Point labeling records:
::::::::

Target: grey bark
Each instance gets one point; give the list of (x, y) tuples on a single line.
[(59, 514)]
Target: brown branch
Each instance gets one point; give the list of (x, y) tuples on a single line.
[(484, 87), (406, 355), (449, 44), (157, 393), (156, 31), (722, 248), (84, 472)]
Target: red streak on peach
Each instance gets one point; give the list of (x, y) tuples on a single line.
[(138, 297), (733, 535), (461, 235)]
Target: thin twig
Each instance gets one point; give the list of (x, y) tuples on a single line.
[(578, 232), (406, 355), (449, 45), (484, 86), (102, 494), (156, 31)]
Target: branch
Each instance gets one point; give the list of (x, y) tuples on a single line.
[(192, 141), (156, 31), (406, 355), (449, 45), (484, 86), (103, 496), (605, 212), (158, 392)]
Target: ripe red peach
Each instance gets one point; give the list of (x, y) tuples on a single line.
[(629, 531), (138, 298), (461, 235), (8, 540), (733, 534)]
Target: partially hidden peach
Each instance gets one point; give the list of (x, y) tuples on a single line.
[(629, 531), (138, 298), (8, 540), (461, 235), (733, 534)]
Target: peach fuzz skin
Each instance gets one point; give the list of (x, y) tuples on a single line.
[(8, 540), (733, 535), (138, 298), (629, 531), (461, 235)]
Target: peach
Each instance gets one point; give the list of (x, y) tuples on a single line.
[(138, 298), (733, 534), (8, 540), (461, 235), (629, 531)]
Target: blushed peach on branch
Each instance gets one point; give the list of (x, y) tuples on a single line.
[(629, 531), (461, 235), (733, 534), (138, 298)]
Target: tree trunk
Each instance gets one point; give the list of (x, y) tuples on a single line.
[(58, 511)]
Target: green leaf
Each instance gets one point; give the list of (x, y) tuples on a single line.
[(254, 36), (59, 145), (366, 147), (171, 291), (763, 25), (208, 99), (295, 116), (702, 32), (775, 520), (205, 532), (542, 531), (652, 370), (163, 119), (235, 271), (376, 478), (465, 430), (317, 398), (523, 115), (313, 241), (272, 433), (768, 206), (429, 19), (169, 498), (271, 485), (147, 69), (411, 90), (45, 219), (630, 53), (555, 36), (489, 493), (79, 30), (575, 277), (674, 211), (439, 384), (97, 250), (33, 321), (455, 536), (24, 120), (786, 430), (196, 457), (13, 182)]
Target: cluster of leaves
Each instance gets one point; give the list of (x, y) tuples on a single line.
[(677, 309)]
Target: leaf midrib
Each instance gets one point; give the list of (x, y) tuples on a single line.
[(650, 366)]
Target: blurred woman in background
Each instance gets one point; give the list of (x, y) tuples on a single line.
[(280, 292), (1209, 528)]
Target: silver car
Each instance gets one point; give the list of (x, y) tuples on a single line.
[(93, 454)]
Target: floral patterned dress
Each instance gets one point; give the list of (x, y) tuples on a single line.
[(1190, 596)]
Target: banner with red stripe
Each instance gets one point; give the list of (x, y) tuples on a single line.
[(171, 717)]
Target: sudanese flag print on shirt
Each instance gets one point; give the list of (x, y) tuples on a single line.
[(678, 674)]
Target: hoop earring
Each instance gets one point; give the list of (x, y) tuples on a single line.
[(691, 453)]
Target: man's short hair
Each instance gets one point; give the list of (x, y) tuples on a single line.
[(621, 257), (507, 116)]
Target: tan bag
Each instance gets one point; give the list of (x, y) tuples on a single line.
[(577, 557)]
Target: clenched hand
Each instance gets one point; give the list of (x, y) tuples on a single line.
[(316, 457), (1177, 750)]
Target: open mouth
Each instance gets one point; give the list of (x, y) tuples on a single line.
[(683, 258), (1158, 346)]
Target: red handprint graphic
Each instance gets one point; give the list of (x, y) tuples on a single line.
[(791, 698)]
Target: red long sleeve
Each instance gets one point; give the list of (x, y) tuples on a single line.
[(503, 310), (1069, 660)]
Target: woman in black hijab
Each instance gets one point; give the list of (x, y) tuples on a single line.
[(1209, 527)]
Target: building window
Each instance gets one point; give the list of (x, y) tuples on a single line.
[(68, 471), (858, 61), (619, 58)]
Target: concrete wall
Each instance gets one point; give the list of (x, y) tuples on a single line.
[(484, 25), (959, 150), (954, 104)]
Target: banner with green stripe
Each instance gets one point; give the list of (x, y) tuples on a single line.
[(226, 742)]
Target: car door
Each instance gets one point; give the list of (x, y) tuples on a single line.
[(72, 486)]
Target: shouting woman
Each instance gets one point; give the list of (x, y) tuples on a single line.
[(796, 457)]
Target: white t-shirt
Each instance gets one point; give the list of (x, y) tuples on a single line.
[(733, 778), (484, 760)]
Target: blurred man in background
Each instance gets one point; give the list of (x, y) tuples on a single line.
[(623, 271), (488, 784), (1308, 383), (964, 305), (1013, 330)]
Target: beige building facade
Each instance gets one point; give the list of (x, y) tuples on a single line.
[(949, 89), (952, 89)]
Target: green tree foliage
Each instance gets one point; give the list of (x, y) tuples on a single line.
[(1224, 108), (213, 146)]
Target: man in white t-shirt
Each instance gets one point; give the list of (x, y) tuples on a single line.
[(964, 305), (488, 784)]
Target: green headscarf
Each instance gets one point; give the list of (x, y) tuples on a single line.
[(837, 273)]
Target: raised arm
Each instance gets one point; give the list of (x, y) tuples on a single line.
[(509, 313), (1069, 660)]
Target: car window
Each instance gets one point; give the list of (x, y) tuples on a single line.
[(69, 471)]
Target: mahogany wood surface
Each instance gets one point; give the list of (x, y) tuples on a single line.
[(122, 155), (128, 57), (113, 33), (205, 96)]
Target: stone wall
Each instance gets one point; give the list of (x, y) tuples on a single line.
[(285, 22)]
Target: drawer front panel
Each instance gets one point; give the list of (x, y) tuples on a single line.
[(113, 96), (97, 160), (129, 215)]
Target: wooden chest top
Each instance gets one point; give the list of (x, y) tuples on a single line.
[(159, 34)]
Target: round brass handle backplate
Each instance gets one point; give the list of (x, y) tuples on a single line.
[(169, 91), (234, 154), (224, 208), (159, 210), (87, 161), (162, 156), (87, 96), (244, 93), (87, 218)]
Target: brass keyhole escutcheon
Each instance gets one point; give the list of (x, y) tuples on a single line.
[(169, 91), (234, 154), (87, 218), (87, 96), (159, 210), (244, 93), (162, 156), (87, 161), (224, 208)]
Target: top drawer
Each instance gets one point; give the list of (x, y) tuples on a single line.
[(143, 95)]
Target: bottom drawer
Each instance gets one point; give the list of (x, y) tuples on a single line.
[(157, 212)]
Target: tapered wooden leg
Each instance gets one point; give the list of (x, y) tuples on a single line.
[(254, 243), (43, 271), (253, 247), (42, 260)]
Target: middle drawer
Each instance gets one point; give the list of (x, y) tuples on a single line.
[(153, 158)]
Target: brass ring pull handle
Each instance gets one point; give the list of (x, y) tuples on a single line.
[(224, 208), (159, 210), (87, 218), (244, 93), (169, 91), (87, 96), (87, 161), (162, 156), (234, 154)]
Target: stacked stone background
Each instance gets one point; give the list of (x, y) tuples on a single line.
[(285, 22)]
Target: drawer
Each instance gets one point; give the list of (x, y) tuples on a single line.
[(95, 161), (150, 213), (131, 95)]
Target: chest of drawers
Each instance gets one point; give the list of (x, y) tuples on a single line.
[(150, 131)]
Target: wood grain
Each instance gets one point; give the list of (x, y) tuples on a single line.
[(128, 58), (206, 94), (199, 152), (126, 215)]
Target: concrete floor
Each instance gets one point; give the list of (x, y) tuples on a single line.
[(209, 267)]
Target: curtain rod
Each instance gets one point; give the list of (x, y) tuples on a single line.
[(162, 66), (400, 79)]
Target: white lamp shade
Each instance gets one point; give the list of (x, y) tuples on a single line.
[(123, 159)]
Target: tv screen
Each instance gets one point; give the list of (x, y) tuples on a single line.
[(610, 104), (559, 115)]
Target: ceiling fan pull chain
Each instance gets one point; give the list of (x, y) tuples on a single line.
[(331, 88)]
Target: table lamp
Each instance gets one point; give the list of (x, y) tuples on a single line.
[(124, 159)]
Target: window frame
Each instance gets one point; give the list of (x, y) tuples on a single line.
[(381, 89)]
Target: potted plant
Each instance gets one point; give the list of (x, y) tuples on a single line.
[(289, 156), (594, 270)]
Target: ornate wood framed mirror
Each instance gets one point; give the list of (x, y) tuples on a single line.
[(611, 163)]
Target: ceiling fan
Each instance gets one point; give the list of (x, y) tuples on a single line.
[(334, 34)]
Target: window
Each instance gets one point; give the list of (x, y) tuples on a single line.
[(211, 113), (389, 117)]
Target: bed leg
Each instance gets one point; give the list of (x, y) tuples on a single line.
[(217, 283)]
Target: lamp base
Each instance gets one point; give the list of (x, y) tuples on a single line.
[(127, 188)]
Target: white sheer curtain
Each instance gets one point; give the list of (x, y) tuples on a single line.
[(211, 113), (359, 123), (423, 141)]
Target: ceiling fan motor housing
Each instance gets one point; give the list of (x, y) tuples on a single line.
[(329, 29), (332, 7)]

::::::::

- [DIRECTIONS FOR THIS TASK]:
Reproduce the records starting with the line that contains "Target: open mouth" and going on through the line that contains "[(949, 89), (952, 89)]", changing "one point" to "a single point" and leaving everything else the same.

- [EXERCISE SOLUTION]:
Target: open mouth
Each instance gets a single point; give the list of (x, y) tuples on a single line.
[(683, 258), (1158, 346)]
Target: red handprint graphic
Each instance gets a single point; give the list of (x, y) tuples on a single line.
[(791, 698)]
Target: red long sleeve
Each instance gets a single point; give the list of (x, y) tuples on a single line.
[(503, 310), (1069, 660)]
Target: woman in black hijab
Each instance gets a single point; give the list of (x, y) tuples on a single line.
[(1209, 527)]
Target: building window
Each instance gets a single point; give the list of (x, y) tuples on a single line.
[(68, 471), (858, 61), (619, 58)]
Target: concrete wall
Each instance gets a single point; give the list of (x, y) tuples on a single line.
[(484, 25), (959, 150), (954, 104)]
Target: banner with green stripe
Each instance gets a single point; give the list of (x, y) tuples on a single line.
[(226, 742)]
Target: car door
Each instance gets a single point; give the list of (x, y) tuples on a single line.
[(72, 486)]
Target: shouting woman
Each instance gets a single point; give the list of (x, y) tuples on a single line.
[(796, 457)]
Target: white t-shirt
Each instance gets a single point; give the list of (x, y) tuples on a single line.
[(733, 778), (484, 760)]
Target: blurred man in background
Each instance gets a single point; give the list of (x, y) tuples on a single line.
[(623, 271), (488, 784), (1308, 383), (964, 305), (1013, 330)]
Target: beige building facade
Each instance gets a single point; give the list of (x, y) tuples on a single line.
[(949, 89), (952, 89)]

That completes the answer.